**Task brief**.
Reproduce the camping meals thread word for word, everything from "Any kind of" down to "TREXBOWKILL (Nov 15, 2009)".

# What meals do you cook when camping?



## jola (Nov 15, 2009)

I'm working on my grocery / supply list for next week.  We have our list of standby meals, but I was wondering what some of your favorites are. 
Hamburgers
Spaghetti
Steak and potatoes
Tacos
?????


----------



## Jighead (Nov 15, 2009)

Any kind of meat to cook on the grill, dutch oven roasts, venison poppers, grilled jalapeno poppers,corn, potatoes and onions for the grill. Man I need to go camping so I can cook!


----------



## TREXBOWKILL (Nov 15, 2009)

Breakfast is usually toast that is browned in a frying pan (Mama always called this "camp toast", and then an omelet with bacon, peppers and onions and of course perculator coffee!  

Lunch will be sandwiches or hotdogs or hamburgers etc.

Dinner will be a crockpot roast, ribs on the grill, fresh fish, baked taters in the ground, grilled corn, rice and of course smores for dessert.


----------



## Jeff Phillips (Nov 15, 2009)

Zatarans Dirty Rice: Brown 2# of breakfast sausage with an onion diced up in it, then follow the directions on the box.

Country fried deer steak with gravy and biscuits.

My gang loves the Idahoan instant mashed taters, they come in 4 cheese, loaded, etc. Real easy to fix and taste good too.

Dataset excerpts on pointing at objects

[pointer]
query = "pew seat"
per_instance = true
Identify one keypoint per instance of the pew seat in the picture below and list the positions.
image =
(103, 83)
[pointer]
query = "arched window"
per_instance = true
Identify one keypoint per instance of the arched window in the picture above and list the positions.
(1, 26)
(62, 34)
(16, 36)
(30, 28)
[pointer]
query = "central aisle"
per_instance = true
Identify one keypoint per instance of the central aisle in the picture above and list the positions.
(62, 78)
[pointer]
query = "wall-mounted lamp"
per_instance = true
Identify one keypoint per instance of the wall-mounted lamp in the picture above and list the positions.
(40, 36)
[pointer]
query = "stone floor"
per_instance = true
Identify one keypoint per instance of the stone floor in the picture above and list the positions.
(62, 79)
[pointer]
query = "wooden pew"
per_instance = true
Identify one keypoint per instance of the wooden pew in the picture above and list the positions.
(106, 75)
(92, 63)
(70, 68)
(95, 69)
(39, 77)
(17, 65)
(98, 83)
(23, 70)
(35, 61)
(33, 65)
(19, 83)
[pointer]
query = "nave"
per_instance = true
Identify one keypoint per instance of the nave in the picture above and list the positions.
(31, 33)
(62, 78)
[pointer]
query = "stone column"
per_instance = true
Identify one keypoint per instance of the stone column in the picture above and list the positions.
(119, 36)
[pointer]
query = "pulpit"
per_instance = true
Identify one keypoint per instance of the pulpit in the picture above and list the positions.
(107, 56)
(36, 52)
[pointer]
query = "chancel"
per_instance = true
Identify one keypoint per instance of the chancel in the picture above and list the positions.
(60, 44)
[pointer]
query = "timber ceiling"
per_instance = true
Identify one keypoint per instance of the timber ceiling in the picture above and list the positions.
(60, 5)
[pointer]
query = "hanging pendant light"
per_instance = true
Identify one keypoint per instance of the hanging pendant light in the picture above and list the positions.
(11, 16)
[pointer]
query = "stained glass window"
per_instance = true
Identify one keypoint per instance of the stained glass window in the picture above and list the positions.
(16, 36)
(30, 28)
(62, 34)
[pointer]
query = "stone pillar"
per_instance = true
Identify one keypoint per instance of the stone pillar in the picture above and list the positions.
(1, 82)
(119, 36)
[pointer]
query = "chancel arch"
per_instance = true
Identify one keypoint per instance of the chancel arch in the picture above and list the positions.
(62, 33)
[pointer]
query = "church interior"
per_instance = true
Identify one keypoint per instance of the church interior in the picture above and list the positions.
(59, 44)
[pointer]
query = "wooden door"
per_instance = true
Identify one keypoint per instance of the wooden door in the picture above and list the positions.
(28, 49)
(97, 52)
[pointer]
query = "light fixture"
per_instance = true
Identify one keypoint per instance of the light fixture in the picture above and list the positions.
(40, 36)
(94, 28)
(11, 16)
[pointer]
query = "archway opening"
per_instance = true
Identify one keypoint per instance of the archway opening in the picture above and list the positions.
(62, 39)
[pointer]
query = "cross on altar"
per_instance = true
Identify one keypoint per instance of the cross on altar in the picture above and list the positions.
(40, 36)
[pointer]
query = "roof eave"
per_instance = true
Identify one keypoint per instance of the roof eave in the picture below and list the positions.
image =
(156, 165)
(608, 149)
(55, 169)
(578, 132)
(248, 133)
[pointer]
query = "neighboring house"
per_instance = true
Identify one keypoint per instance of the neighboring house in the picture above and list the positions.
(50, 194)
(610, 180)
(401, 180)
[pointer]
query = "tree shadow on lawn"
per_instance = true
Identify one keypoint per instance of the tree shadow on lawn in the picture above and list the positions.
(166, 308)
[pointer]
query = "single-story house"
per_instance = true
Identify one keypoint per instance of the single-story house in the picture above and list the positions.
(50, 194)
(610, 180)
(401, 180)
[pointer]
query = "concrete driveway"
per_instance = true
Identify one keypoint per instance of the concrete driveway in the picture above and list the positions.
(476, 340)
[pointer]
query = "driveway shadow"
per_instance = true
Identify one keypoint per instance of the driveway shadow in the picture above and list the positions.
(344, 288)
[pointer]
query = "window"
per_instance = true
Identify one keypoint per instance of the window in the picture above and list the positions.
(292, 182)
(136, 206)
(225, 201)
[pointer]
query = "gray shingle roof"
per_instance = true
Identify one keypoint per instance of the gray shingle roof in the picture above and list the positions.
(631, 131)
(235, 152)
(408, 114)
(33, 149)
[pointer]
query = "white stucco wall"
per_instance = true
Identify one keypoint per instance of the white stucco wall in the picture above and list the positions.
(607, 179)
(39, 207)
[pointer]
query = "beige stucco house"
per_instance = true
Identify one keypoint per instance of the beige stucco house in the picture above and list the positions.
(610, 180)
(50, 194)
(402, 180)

**Solution to this task**.
Any kind of meat to cook on the grill, dutch oven roasts, venison poppers, grilled jalapeno poppers,corn, potatoes and onions for the grill. Man I need to go camping so I can cook!


----------



## TREXBOWKILL (Nov 15, 2009)